• [Task statement] Faithfully return all lines, omitting every embedded picture.

• [Record excerpts]
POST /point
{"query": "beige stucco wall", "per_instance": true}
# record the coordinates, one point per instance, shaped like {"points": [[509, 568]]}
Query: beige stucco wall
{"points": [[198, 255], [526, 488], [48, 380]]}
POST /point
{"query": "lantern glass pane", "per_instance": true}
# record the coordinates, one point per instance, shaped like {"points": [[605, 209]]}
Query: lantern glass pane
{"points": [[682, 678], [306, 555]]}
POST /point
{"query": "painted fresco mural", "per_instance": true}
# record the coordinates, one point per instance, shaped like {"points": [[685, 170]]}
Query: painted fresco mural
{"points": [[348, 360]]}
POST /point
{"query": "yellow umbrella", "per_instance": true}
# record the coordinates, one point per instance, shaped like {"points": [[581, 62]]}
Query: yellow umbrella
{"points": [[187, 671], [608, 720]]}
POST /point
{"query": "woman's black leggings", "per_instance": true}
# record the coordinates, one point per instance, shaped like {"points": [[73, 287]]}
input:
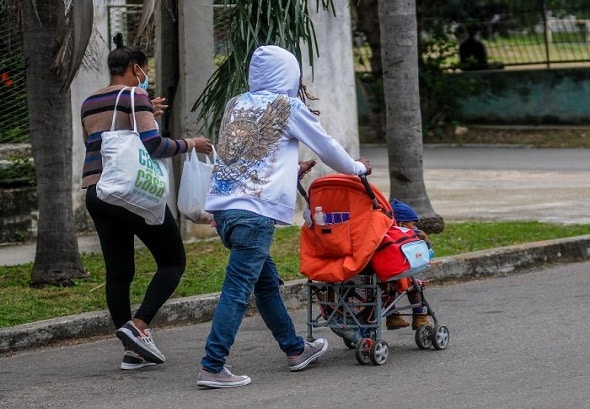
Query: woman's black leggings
{"points": [[117, 228]]}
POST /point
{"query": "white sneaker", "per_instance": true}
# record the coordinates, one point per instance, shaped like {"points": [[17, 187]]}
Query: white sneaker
{"points": [[223, 379], [311, 352]]}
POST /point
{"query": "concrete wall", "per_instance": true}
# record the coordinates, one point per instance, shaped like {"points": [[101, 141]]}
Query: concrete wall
{"points": [[554, 96]]}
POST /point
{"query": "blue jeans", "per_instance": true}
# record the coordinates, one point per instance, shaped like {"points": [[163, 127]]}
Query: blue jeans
{"points": [[250, 268]]}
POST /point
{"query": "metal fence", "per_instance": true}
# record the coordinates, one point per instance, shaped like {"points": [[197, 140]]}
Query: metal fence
{"points": [[531, 35], [14, 126]]}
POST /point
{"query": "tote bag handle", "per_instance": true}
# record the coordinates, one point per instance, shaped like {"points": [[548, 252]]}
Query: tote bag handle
{"points": [[132, 108]]}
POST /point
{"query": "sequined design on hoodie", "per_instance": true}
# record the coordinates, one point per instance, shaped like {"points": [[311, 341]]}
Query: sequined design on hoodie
{"points": [[247, 140]]}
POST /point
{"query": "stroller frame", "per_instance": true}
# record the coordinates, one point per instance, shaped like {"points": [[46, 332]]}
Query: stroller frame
{"points": [[354, 308]]}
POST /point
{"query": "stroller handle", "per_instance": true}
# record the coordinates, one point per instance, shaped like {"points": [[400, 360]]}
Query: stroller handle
{"points": [[365, 183], [369, 191]]}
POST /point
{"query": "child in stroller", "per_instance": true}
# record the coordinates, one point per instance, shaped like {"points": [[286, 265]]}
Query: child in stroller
{"points": [[406, 216]]}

• [Exercise result]
POST /point
{"query": "beige stucco wall", "per_instance": true}
# record the coordinates, one point per instance, shaped like {"points": [[509, 568]]}
Query: beige stucco wall
{"points": [[198, 255], [526, 488], [48, 380]]}
POST /point
{"query": "lantern glass pane", "per_instance": true}
# record the coordinates, one point per instance, shaped like {"points": [[605, 209]]}
Query: lantern glass pane
{"points": [[682, 678], [306, 555]]}
POST /point
{"query": "painted fresco mural", "per_instance": true}
# record the coordinates, one point per instance, shaped like {"points": [[685, 170]]}
Query: painted fresco mural
{"points": [[348, 360]]}
POST /point
{"query": "yellow umbrella", "per_instance": true}
# record the coordinates, one point per instance, shaped like {"points": [[581, 62]]}
Query: yellow umbrella
{"points": [[187, 671], [608, 720]]}
POST /point
{"query": "woman's black leggings", "per_instance": true}
# record the coordinates, one point per instance, shaped like {"points": [[73, 287]]}
input:
Query: woman's black leggings
{"points": [[117, 228]]}
POST /point
{"query": "white sneaker", "per_instance": true}
# record the coordinates, one point per instance, shaped like {"points": [[17, 187]]}
Query: white sneaker
{"points": [[223, 379], [311, 352]]}
POST /point
{"query": "concrete wall", "per_instance": true}
# record the coordinates, one point per instance, shaped like {"points": [[101, 141]]}
Query: concrete wall
{"points": [[554, 96]]}
POST /point
{"query": "blue jeans", "per_instance": true}
# record the coordinates, one point per instance, shaped like {"points": [[163, 127]]}
Query: blue jeans
{"points": [[250, 268]]}
POST /point
{"query": "metal fence", "per_instance": true}
# record the coordinates, one point per instance, shaped like {"points": [[197, 140]]}
Query: metal fence
{"points": [[531, 35], [14, 126]]}
POST /point
{"query": "tote bag handle", "per_instance": true}
# record the coordinates, one point per instance, shaped like {"points": [[548, 252]]}
Query: tote bag handle
{"points": [[132, 108]]}
POST /point
{"query": "sequined design on hoodie", "per_instance": true}
# record the coordinates, one point per instance, shaped like {"points": [[311, 341]]}
Query: sequined design on hoodie
{"points": [[247, 140]]}
POST /point
{"query": "stroller frame", "per_instance": true}
# record the coordinates, one point per instance, shaped like {"points": [[46, 332]]}
Query: stroller frame
{"points": [[354, 308]]}
POST /point
{"query": "stroller handle", "per_instance": true}
# record the coordinates, one point per instance, shaped like {"points": [[400, 360]]}
Query: stroller handle
{"points": [[365, 183], [369, 191]]}
POST /point
{"query": "child in stroller", "per_instance": true}
# record the coordinates, one point per instance, shaped like {"points": [[286, 265]]}
Query: child in stroller
{"points": [[406, 216]]}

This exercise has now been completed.